-- Action item --
In the records below, copy the line that contains "Target: shadow on ground" and each line after it, word for word, through the last.

(Task data begins)

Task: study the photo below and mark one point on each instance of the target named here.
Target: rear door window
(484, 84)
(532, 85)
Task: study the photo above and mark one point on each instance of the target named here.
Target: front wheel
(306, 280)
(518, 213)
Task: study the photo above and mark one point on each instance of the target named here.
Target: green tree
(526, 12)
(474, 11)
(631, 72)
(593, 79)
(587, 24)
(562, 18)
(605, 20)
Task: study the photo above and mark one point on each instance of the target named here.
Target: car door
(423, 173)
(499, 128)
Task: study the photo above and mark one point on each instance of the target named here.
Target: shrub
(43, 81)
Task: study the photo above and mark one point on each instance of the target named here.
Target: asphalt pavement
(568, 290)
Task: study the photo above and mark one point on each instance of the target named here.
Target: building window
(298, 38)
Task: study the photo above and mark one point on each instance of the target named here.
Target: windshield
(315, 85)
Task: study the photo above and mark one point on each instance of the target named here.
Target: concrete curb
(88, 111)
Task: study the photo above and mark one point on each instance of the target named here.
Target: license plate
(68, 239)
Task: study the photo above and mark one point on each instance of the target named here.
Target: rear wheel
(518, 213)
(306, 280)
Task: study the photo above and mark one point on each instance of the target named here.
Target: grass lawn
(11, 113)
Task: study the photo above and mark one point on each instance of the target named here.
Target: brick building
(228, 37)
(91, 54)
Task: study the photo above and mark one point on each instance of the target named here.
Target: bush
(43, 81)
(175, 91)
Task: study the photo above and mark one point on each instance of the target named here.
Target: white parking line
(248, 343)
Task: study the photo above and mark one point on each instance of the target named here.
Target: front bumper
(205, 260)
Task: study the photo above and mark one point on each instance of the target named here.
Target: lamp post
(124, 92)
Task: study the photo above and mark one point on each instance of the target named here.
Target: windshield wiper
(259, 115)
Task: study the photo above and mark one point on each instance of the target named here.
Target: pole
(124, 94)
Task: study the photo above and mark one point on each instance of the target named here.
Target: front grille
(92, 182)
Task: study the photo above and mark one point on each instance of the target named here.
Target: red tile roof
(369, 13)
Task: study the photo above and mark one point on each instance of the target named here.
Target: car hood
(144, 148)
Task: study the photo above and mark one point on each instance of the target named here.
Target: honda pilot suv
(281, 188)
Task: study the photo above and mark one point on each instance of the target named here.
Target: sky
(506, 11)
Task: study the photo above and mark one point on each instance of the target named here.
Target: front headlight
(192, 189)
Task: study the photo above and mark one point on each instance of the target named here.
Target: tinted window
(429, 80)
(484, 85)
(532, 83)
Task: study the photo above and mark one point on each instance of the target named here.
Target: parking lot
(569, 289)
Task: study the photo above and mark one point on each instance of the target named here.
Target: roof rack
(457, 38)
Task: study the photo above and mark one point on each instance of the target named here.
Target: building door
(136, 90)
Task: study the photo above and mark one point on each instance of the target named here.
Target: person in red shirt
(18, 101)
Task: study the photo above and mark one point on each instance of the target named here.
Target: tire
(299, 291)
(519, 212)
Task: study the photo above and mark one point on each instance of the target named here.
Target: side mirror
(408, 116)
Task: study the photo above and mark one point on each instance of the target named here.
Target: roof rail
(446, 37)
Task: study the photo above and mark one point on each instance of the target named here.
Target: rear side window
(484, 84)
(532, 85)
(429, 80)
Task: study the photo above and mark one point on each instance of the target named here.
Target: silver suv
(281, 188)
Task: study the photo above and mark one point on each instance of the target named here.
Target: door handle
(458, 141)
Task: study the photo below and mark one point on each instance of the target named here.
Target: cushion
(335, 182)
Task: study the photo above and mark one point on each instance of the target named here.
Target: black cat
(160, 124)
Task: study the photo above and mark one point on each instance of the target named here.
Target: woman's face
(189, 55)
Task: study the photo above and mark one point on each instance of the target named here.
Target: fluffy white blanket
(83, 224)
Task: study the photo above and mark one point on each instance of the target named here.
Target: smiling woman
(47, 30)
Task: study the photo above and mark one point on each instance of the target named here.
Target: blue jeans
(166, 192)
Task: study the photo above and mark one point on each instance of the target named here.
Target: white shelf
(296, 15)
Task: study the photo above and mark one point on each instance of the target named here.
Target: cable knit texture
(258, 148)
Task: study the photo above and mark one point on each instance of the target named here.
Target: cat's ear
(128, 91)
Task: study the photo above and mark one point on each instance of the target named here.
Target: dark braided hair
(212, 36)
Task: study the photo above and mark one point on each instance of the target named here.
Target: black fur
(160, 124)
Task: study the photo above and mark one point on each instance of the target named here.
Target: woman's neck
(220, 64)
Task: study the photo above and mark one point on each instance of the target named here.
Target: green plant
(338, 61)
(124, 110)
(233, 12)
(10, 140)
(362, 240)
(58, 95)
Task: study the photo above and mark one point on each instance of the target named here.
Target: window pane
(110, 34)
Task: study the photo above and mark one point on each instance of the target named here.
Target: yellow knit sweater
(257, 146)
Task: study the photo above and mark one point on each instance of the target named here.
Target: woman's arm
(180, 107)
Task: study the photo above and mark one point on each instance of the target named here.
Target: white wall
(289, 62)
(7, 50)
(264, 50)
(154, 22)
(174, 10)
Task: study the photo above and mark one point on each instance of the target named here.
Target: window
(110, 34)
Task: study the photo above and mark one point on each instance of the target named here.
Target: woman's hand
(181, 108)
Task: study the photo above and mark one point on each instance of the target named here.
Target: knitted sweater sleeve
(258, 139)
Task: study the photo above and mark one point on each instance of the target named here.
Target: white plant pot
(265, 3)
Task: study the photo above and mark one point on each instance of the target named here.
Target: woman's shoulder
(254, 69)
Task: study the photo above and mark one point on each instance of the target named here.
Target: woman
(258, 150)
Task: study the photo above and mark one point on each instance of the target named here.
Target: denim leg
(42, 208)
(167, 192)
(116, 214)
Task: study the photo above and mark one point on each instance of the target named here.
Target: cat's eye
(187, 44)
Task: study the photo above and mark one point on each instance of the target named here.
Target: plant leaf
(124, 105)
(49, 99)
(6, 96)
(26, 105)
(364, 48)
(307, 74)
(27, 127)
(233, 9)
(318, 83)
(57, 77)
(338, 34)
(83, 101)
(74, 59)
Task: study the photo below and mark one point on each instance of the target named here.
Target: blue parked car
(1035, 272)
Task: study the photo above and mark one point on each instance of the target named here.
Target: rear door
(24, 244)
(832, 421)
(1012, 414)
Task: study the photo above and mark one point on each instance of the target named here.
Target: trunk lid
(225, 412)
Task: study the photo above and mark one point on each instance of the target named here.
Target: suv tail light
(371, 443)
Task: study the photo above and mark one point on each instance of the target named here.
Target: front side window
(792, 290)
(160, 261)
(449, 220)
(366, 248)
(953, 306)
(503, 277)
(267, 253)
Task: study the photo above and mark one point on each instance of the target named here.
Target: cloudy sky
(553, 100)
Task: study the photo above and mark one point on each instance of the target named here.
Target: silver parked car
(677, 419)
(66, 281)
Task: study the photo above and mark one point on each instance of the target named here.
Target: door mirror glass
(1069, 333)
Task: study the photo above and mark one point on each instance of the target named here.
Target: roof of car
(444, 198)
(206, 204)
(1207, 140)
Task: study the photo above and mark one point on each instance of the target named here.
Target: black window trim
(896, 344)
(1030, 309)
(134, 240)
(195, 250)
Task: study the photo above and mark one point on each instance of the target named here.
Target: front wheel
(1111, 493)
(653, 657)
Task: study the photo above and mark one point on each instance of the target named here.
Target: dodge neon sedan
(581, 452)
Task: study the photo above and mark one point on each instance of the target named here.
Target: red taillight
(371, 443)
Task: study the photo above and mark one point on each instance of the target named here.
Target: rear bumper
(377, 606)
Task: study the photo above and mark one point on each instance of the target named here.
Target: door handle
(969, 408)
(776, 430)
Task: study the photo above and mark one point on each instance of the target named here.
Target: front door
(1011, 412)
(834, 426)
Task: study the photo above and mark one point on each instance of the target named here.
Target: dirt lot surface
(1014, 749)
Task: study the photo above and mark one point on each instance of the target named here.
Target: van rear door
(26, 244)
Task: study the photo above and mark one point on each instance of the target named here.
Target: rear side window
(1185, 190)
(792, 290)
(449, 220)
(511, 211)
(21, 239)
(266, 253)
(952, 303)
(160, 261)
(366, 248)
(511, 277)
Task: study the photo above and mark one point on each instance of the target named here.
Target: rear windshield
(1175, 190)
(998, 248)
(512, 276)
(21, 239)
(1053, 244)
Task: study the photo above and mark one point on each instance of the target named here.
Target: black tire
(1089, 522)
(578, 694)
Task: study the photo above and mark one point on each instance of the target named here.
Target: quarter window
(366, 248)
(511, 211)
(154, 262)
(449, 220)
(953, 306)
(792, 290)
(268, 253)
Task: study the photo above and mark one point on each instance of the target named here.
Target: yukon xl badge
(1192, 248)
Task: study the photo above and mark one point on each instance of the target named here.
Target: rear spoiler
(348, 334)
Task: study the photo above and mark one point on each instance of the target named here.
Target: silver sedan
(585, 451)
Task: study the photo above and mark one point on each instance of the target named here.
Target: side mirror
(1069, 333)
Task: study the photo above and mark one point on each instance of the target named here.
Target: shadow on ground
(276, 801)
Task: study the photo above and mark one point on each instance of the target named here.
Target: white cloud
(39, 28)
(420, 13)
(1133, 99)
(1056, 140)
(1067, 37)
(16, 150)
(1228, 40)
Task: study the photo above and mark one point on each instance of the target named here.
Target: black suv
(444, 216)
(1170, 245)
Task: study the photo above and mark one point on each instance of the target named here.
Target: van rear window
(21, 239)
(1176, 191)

(Task data ends)

-- Problem solution --
Target: shadow on ground
(276, 801)
Task: study the photo above and mark one point on each instance of the target named here.
Target: white cloud
(39, 28)
(420, 13)
(1133, 99)
(1056, 140)
(1067, 37)
(16, 150)
(1228, 40)
Task: study the photo above and mark one point on each instance of the target named here.
Target: black suv
(444, 216)
(1170, 245)
Task: study the photo above and mark one point on each instance of the target named here.
Target: van rear window
(21, 239)
(1176, 191)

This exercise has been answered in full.